▶ [Problem to work on] Here are some records; return them all exactly.

▶ [Given entries]
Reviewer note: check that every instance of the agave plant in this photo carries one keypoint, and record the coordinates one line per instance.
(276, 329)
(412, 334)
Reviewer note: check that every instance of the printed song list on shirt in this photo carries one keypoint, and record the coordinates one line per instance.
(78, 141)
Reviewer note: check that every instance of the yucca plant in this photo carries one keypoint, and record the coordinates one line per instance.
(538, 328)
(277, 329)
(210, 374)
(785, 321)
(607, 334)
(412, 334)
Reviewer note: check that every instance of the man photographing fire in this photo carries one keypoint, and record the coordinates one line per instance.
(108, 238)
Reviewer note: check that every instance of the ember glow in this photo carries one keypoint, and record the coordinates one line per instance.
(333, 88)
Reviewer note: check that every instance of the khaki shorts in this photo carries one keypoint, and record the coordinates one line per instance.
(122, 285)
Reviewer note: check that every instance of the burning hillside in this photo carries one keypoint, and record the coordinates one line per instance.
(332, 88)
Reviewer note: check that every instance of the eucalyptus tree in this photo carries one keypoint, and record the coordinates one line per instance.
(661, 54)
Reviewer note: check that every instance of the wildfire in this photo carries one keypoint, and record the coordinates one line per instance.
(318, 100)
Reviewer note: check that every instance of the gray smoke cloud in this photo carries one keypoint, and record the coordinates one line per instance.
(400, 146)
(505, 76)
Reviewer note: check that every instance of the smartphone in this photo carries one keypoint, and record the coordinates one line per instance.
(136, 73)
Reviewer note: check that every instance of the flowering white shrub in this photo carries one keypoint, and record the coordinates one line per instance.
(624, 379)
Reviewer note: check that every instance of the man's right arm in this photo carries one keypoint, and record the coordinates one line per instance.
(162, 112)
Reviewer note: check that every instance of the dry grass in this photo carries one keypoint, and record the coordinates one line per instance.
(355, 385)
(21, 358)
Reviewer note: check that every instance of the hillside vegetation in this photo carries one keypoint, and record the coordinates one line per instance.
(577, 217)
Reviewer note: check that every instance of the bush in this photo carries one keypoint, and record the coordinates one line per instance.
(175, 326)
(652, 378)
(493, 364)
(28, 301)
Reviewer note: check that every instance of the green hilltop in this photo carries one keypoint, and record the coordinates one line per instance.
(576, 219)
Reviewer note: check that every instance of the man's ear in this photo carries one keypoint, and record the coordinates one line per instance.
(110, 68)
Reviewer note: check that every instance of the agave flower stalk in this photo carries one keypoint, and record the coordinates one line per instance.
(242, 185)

▶ [In response]
Reviewer note: check that every instance of the agave plant in this photo carries one keypoint, and record the coordinates one line per instance.
(276, 329)
(412, 334)
Reviewer note: check that every instance of the printed song list on shirt in this photo carries one keypoint, and record the coordinates one line per instance.
(78, 141)
Reviewer note: check that every instance of the yucca plant in this photo carries one keypoint, and record the coordinates one line per instance.
(538, 328)
(277, 329)
(210, 374)
(785, 321)
(607, 334)
(412, 334)
Reviewer note: check that every instance of the man photographing fire in this photo carries one keypoint, and record the coordinates one line per instance.
(108, 238)
Reviewer note: check that every instance of the ember glow in this photo carries one keypoint, and record the coordinates one line per instance.
(333, 88)
Reviewer note: check that every instance of the khaki shorts in this photo carries one keypoint, and record the coordinates one line per instance.
(122, 285)
Reviewer note: check that every instance of the burning hillside in this photo carries one keypoint, and record the coordinates one line per instance.
(332, 88)
Reviewer note: check that every instance of the eucalyptus tree in this photo carries one keypoint, and record the coordinates one line per instance.
(661, 54)
Reviewer note: check that every instance of the wildfire in this photo carries one keypoint, and record the coordinates one line per instance.
(318, 100)
Reviewer note: check that every instance of the gray smoke cloud in this photo carries one keypoint, and record the coordinates one line per instance.
(400, 146)
(505, 76)
Reviewer note: check that every instance of the smartphone in this photo carries one keypoint, and record the coordinates one line per instance.
(136, 73)
Reviewer note: check that every instance of the flowering white shrub in this photo carries one keypoint, and record the coordinates one line per instance.
(624, 379)
Reviewer note: check that every instance of the man's right arm in this photo carries one keypoint, and record the coordinates one line per instance.
(162, 112)
Reviewer note: check that every instance of the dry grass in this photo carries one keypoint, and record the coordinates one line per instance.
(355, 385)
(21, 358)
Reviewer note: check that every instance of the hillside vegetation in this photo carries one keypoint, and record the coordinates one line per instance.
(577, 217)
Reviewer note: check that every instance of the bush in this photo carries one keypoint, and record the coordinates one line per instance.
(175, 326)
(652, 378)
(493, 364)
(28, 301)
Reviewer note: check that every instance of the green hilltop in this photo carries one keypoint, and record the coordinates one line per instance.
(576, 219)
Reviewer note: check that every instance of the man's ear in this photo carries one keypoint, and record the coordinates one line per instance.
(110, 68)
Reviewer note: check that every instance of the agave flower stalk in this photo carries one keypoint, and record the coordinates one line per instance.
(242, 185)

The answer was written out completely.